TASK BRIEF:
Please render the entries below as a two-column CSV with the headers description and points, one row per entry, with each entry's text and its answer each in a single quoted field and line breaks turned into spaces. Leave the pictures out.

EXTRACTED MATERIAL:
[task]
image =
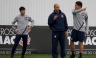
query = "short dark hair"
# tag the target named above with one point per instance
(21, 8)
(79, 3)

COMPLETED EXERCISE:
description,points
"[task] image = query = ""short dark hair"" # tag the target named above with one point per instance","(21, 8) (79, 3)"